→ **Your instructions**
Return the run of lines below that opens with the line containing "negative clicks: (368, 91)" and closes with the line containing "36L318 50L308 73L321", keeping each one exact.

→ **Material to process**

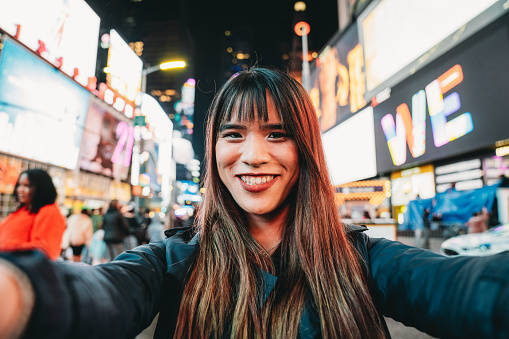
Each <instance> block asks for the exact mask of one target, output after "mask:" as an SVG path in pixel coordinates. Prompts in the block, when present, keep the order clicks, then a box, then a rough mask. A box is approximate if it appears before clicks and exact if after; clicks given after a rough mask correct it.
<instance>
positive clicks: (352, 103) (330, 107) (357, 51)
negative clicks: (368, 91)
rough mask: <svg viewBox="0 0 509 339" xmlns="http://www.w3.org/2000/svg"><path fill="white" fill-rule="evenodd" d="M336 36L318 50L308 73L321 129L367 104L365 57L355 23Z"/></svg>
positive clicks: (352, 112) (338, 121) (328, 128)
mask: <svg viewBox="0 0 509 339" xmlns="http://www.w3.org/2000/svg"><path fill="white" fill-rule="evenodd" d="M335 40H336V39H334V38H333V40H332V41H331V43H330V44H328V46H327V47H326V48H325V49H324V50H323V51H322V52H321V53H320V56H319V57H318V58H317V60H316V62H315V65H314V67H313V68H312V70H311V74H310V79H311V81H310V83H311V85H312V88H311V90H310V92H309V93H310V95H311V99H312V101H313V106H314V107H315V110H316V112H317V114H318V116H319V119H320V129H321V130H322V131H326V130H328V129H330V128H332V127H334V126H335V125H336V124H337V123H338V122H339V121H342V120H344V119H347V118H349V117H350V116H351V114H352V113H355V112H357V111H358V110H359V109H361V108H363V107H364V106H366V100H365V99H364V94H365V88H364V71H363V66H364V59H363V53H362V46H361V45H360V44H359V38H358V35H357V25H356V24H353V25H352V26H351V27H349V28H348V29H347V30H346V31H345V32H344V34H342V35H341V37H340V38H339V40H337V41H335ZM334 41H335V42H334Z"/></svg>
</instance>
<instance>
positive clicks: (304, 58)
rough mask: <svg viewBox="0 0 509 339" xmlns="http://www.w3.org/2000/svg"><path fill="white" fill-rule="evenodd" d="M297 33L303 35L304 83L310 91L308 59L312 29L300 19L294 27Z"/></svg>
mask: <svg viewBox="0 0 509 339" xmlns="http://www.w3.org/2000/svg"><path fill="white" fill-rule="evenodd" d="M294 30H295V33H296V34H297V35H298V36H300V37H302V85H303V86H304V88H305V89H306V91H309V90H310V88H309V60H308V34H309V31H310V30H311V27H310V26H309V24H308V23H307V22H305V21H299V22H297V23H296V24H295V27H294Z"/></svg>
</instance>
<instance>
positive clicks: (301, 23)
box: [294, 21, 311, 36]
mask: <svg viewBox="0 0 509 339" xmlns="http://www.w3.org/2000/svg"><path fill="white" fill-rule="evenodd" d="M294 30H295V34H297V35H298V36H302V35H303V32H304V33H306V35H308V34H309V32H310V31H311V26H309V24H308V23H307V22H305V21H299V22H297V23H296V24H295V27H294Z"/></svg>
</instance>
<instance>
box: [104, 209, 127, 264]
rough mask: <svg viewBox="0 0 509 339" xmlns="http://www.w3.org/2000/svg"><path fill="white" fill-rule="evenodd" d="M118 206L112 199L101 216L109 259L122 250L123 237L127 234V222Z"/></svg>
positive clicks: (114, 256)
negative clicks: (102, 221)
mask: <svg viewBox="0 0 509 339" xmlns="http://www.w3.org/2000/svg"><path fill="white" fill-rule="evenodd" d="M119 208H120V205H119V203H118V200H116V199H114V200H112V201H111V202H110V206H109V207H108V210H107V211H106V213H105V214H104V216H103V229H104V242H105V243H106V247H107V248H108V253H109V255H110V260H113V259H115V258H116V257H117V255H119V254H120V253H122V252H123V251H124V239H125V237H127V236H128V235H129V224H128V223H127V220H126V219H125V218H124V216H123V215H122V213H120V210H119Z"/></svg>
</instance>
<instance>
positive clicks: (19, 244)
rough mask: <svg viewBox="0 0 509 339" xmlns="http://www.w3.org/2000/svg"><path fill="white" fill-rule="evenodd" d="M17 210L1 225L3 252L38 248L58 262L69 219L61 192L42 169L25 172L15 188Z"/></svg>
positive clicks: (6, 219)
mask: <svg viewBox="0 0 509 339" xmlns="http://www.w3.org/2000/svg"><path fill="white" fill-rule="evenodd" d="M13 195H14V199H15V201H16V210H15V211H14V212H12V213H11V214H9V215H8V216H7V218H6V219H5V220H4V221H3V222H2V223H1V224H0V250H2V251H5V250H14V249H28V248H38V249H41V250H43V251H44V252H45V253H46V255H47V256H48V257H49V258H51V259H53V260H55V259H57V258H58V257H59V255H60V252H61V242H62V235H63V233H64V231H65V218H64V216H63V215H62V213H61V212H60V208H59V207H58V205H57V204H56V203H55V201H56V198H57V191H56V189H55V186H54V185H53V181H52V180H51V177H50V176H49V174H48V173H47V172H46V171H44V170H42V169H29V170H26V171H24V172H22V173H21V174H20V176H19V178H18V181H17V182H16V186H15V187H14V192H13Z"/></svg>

→ **Task response**
negative clicks: (368, 91)
rough mask: <svg viewBox="0 0 509 339" xmlns="http://www.w3.org/2000/svg"><path fill="white" fill-rule="evenodd" d="M336 36L318 50L308 73L321 129L367 104L365 57L355 23Z"/></svg>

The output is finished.